══ SELECTED TEXT
A guest writer in a recent article in the Wall Street Journal repeated the oft quoted Jonas Salk statement about his Polio vaccine: “There is no patent. Could you patent the sun?” Many use this statement as the moral impetus for refusing patents on medically important innovations (see Michael Moore’s Capitalism: A Love Story). Unfortunately, Jonas Salk created a myth that day by leaving out several crucial details.
As pointed out by Robert Cook-Deegan at Duke University, “When Jonas Salk asked rhetorically “Would you patent the sun?” during his famous television interview with Edward R. Murrow, he did not mention that the lawyers from the National Foundation for Infantile Paralysis had looked into patenting the Salk Vaccine and concluded that it could not be patented because of prior art – that it would not be considered a patentable invention by standards of the day. Salk implied that the decision was a moral one, but Jane Smith, in her history of the Salk Vaccine, Patenting the Sun, notes that whether or not Salk himself believed what he said to Murrow, the idea of patenting the vaccine had been directly analyzed and the decision was made not to apply for a patent mainly because it would not result in one. We will never know whether the National Foundation on Infantile Paralysis or the University of Pittsburgh would have patented the vaccine if they could, but the simple moral interpretation often applied to this case is simply wrong.”
While the debate on whether patents are the best way to incentivize medical innovation and commercialization continues, that debate should proceed without reliance on this myth regarding the history of the Polio vaccine.





It’s certainly difficult to put yourself in Salk’s head.
════
══ DATA EXCERPTS
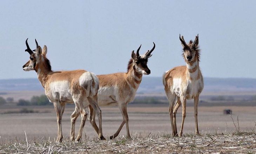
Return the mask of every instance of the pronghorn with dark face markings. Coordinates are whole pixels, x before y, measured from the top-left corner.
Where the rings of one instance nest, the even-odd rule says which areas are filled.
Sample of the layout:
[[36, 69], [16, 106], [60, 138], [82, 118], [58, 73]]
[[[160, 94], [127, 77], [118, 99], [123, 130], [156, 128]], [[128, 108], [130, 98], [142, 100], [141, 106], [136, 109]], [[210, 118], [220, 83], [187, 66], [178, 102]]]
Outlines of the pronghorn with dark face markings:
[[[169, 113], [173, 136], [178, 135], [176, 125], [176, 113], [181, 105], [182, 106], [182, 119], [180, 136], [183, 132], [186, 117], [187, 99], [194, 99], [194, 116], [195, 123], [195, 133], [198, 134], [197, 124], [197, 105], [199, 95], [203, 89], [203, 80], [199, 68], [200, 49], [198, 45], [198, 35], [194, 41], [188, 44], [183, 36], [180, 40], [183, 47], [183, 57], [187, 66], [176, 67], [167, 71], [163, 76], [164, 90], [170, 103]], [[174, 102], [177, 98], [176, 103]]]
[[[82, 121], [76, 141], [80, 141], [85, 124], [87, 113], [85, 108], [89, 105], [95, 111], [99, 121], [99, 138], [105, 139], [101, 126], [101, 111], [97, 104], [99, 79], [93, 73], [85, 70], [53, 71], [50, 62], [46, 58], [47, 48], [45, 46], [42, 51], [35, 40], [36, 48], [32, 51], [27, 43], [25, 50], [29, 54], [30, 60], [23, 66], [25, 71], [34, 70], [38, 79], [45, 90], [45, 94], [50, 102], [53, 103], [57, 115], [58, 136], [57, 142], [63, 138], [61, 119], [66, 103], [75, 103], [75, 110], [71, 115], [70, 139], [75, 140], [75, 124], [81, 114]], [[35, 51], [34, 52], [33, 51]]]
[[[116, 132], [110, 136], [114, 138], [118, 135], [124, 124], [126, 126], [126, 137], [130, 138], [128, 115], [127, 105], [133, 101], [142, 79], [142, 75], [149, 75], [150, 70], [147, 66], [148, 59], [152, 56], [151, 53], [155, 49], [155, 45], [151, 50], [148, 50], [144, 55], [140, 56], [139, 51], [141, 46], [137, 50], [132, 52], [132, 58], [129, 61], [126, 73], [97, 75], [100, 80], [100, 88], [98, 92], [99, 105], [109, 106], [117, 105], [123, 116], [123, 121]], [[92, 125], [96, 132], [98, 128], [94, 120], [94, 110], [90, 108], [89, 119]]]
════
▸ EXERCISE REQUIREMENTS:
(1) In the Salk vaccine text, why did the lawyers from the National Foundation for Infantile Paralysis conclude that the vaccine could not be patented?
(2) Which people does the Salk vaccine text mention by name?

▸ ANSWERS:
(1) Because of prior art: it would not have been considered a patentable invention by the standards of the day.

(2) Jonas Salk, Michael Moore, Robert Cook-Deegan, Edward R. Murrow, Jane Smith